== Exercise aim ==
Please copy every line from the following entries in which the word "above" appears.

═══ Data to examine ═══

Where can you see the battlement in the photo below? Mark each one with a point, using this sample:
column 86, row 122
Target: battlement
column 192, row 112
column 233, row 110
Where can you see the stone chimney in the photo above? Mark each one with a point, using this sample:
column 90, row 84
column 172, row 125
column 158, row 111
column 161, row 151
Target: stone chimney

═══
═══ Data to examine ═══

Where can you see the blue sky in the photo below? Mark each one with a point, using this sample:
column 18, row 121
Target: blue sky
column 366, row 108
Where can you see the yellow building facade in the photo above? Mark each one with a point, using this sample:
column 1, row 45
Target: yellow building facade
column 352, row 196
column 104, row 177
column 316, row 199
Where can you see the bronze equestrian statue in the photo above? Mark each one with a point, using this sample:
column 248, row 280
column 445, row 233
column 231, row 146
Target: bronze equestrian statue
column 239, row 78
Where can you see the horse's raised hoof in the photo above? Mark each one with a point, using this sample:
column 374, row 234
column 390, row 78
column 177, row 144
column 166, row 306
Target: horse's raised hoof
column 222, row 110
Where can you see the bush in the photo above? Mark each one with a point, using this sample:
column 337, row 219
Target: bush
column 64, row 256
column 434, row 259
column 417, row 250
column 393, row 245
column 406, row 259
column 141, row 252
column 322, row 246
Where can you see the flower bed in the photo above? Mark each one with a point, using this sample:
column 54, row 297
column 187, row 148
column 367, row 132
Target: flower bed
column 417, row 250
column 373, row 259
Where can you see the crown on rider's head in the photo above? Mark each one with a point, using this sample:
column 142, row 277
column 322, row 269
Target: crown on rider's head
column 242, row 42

═══

== Reply ==
Where can you see the stone chimney in the photo above? Mark each one with a point, using this sample:
Where can you see the yellow building facade in the photo above? Mark each one with a point, using this sample:
Where can you see the bronze equestrian statue in the photo above? Mark each one with a point, using this sample:
Where can you see the horse's raised hoof in the photo above? Mark each one with a point, using this sample:
Where can you see the bush in the photo above? Mark each one with a point, using this sample:
Where can you see the flower bed in the photo above? Mark each one with a point, using this sample:
Where can you see the crown on rider's head in the photo above? Mark each one with a point, using this sample:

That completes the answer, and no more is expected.